__Extrait choisi__:
------------------------------------------------
A Paris, Louis Blanc arrive en tête : c’est un vieux socialiste que l’on croyait oublié, dépassé en popularité par les Blanquistes et les Proudhoniens. Discret depuis le début des évènements, Blanc ne prendra pas part active à La Commune (sans pour autant la condamner). On peut y voir un premier signe que la révolution annoncée ne sera pas si virulente que cela… ce que confirme le peloton qui suit, composé, dans l’ordre, de Victor Hugo, Léon Gambetta et Guiseppe Garibaldi, puis, en septième position, Rochefort. 

 

Mais le grand vainqueur du scrutin, c’est Thiers, qui, n’étant pas à un arrangement près, a parcouru la France pendant les journées de campagne électorales pour regalvaniser les troupes légitimistes (Marx). Il fut élu dans 26 départements[3], avec plus de 2 millions de voix, de loin le meilleur score au niveau national – pour lui, ces élections sous forme de referendum furent un plébiscite. Il choisira de représenter Paris, où il n’était qu’en 20ème position, avec 103.000 voix, loin des 216.000 voix de Louis Blanc.[4]

 

Ainsi, l’Assemblée législative de Bordeaux allait être une Assemblée de ruraux… qui nomme le 17 février Thiers chef de l’exécutif de la République française[5], à défaut d’en être le président, en attendant qu’il soit statué sur les institutions de la France. Il exercera ses pouvoirs sous le contrôle de l’Assemblée nationale, dont il reste cependant membre et qu’il contrôle lui-même, fort de l’imposante majorité des ruraux qui l’a porté à la tête du pouvoir exécutif !
------------------------------------------------
Enregistrements de données
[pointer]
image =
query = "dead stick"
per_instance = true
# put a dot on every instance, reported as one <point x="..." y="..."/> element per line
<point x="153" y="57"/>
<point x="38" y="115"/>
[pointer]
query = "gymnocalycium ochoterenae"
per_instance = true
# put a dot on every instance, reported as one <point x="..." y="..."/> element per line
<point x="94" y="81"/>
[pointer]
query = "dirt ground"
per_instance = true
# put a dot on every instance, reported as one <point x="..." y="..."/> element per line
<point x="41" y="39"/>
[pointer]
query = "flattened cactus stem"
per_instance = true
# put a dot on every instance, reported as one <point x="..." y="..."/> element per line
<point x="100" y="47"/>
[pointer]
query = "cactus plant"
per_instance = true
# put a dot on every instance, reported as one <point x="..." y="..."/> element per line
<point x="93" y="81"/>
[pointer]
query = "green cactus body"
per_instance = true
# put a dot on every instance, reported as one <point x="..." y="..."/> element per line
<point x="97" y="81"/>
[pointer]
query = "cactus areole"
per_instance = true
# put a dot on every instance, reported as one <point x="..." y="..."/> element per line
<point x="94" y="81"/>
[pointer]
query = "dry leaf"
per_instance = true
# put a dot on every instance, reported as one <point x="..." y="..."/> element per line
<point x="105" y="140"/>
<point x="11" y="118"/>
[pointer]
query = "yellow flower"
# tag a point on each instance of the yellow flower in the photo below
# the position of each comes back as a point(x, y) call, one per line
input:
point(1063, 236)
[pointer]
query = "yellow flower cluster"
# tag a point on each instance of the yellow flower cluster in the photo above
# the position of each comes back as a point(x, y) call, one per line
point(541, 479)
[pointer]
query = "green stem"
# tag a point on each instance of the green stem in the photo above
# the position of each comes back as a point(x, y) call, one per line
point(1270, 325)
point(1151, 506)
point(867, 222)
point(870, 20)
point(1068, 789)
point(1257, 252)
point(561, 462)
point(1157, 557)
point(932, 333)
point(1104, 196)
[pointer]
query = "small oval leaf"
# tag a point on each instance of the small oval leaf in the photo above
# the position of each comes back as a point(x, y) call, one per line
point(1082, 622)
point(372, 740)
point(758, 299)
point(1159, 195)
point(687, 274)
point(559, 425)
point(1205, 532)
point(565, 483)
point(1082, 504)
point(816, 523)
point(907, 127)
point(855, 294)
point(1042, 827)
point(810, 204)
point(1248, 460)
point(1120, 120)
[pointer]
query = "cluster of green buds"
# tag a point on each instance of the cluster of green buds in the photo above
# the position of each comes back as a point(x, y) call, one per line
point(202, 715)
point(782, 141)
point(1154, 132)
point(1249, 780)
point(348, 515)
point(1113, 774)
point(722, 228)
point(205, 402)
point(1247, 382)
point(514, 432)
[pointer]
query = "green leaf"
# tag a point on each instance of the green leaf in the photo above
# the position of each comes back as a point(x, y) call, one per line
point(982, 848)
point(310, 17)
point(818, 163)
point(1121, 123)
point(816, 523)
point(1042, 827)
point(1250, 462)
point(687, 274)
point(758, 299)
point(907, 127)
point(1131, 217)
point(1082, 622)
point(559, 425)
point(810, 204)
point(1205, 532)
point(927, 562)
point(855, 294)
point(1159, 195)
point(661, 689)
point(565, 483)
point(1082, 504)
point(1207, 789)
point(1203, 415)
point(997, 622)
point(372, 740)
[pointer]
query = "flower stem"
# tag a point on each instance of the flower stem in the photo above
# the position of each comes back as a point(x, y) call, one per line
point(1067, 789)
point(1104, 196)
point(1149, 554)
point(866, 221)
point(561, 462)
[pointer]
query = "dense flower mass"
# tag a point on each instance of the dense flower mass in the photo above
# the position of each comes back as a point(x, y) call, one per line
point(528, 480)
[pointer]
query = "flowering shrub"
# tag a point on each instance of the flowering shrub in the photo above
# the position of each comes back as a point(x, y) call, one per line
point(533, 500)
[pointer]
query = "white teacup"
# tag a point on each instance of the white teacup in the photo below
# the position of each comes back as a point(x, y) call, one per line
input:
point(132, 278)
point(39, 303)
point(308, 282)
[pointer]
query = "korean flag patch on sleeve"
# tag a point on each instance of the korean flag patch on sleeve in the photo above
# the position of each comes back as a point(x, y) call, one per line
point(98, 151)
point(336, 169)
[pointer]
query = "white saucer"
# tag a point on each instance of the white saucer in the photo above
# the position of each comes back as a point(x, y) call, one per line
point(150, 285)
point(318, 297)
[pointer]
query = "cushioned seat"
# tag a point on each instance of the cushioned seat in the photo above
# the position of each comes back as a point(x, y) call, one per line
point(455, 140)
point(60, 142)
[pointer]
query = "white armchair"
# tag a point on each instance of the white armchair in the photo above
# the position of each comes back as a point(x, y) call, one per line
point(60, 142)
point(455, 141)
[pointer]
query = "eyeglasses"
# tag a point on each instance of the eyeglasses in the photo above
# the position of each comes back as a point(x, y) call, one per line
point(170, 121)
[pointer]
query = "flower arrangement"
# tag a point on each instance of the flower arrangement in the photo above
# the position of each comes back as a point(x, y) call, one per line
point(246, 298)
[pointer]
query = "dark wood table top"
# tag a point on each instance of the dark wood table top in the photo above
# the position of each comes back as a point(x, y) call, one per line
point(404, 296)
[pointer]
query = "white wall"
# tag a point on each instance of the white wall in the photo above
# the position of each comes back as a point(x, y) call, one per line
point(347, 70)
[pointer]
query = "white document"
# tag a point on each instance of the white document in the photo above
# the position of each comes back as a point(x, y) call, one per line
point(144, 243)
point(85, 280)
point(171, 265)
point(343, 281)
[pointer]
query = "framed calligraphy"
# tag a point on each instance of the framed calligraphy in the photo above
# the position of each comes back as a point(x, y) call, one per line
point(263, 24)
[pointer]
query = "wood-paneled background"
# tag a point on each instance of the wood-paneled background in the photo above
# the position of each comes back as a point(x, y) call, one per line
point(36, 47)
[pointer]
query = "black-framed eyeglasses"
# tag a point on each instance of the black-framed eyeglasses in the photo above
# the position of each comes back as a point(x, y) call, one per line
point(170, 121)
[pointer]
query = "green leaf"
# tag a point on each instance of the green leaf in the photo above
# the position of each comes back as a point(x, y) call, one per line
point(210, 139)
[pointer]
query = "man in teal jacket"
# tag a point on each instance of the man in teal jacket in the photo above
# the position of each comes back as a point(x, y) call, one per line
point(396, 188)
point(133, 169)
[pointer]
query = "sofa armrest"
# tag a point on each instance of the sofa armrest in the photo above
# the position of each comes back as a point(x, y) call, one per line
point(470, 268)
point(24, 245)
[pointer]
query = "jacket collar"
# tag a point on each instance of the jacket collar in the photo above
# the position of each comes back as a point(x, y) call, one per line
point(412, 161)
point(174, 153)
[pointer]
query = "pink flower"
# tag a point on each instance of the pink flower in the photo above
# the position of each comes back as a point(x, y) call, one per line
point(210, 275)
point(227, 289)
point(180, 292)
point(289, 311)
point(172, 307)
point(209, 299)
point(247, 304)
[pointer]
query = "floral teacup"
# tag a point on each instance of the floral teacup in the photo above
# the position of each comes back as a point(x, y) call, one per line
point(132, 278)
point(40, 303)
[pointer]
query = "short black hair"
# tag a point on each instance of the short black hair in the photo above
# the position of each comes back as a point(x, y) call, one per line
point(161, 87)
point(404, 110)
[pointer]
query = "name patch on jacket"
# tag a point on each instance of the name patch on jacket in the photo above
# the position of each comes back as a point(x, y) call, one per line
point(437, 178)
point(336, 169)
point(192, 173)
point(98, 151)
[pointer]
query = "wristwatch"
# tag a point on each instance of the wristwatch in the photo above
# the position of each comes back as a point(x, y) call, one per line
------------------------------------------------
__Exercices__:
(1) Recopiez le passage de l'extrait choisi qui commence par « A Paris, Louis » et se poursuit jusqu'à « septième position, Rochefort. ».
(2) Traduisez en anglais la phrase suivante de l'extrait choisi : « Discret depuis le début des évènements, Blanc ne prendra pas part active à La Commune (sans pour autant la condamner). »

__Corrigés__:
(1)
A Paris, Louis Blanc arrive en tête : c’est un vieux socialiste que l’on croyait oublié, dépassé en popularité par les Blanquistes et les Proudhoniens. Discret depuis le début des évènements, Blanc ne prendra pas part active à La Commune (sans pour autant la condamner). On peut y voir un premier signe que la révolution annoncée ne sera pas si virulente que cela… ce que confirme le peloton qui suit, composé, dans l’ordre, de Victor Hugo, Léon Gambetta et Guiseppe Garibaldi, puis, en septième position, Rochefort.

(2) Having kept a low profile since the beginning of the events, Blanc will not take an active part in the Commune (though without condemning it).